# [DOCUMENT EXCERPT]
**********
From that, you can see that an interactive, spatially-based 3D visualisation seems a good approach. I'm envisaging something where you can easily and quickly navigate around in space, and data will load or be generated on the fly depending on what you're looking at. I would prefer we don't try to write our own 3D library from scratch - for something like this, there have to be good existing libraries we can work from.
So, I'm hoping for a library which supports:
good navigation (is the library based on Euler rotations only, for example? Can you 'pick' objects to rotate around or move with easily?);
modern GPUs (shader-only rendering is ok; being able to hook into the pipeline to write shaders that map values to colours and change dynamically would be great - think data values given a colour through a colour lookup table);
dynamic data / objects (data can be added as it's recorded; and if the data volume is too high, we should be able to page things in and out or recreate them, and only show a sensible subset so that whatever the user's viewport is looking at is there onscreen, but other data can be loaded/regenerated, preferably asynchronously, or at least quickly as the user navigates. Obviously data creation is dependent on us, but a library that has hooks for this kind of thing would be great.)
and technologically, works with Delphi / C++Builder and the VCL.
Libraries
There are two main libraries I've considered so far - I'm looking for knowledgeable opinions about these, or for other libraries I haven't considered.
1. FireMonkey
This is Embarcadero's new UI library, which is only available in XE2 and above. Our app is based on the VCL and we'd want to host this in a VCL window; that seems to be officially unsupported but unofficially works fine, or is available through third-parties.
The mix of UI framework and 3D framework with shaders etc sounds great. But I don't know how complex the library is, what support it has for data that's not a simple object like a cube or sphere, and how well-designed it is. That last link has major criticisms of the 3D side of the library - severe enough I am not sure it's worthwhile in its current state at the time of writing for a non-trivial 3D app.
Is it worth trying to write a new visualisation window in our VCL app using FireMonkey?
2. GLScene
GLScene is a well-known 3D OpenGL framework for Delphi. I have never used it myself so have no experience about how it works or is designed. However, I believe it integrates well into VCL windows and supports shaders and modern GPUs. I do not know how its scene graph or navigation work or how well dynamic data can be implemented.
Its feature list specifically mentions some things I'm interested in, such as easy rotation/movement, procedural objects (implying dynamic data is easy to implement), and helper functions for picking. It seems shaders are Cg only (not GLSL or another non-vendor-specific language.) It also supports "polymorphic image support for texturing (allows many formats as well as procedural textures), easily extendable" - that may just mean many image formats, or it may indicate something where the texture can be dynamically changed, such as for dynamic colour mapping.
Where to from here?
These are the only two major 3D libraries I know of for Delphi or C++Builder. Have I missed any? Are there pros and cons I'm not aware of? Do you have any experience using either of these for this kind of purpose, and what pitfalls should we be wary of or features should we know about and use?
**********
# [EXERCISE PROMPT]
Rewrite the part of the 3D library post from "and technologically, works" up to and including "I haven't considered.", putting "well-informed" in place of "knowledgeable".

# [DATA SECTION]
**********
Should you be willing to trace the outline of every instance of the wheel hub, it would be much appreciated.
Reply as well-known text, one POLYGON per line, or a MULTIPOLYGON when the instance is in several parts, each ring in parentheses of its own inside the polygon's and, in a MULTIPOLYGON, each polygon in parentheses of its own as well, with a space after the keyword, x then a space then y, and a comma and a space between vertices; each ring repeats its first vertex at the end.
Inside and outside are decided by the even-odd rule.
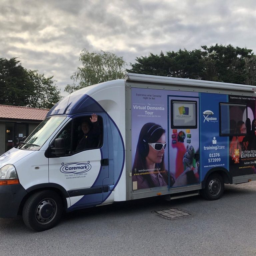
POLYGON ((36 217, 41 224, 47 224, 51 221, 57 213, 56 203, 52 199, 42 200, 36 209, 36 217))
POLYGON ((216 195, 220 191, 221 184, 220 181, 215 179, 211 181, 209 184, 209 191, 213 195, 216 195))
**********
# [WORKED SOLUTION]
and technologically, works with Delphi / C++Builder and the VCL.
Libraries
There are two main libraries I've considered so far - I'm looking for well-informed opinions about these, or for other libraries I haven't considered.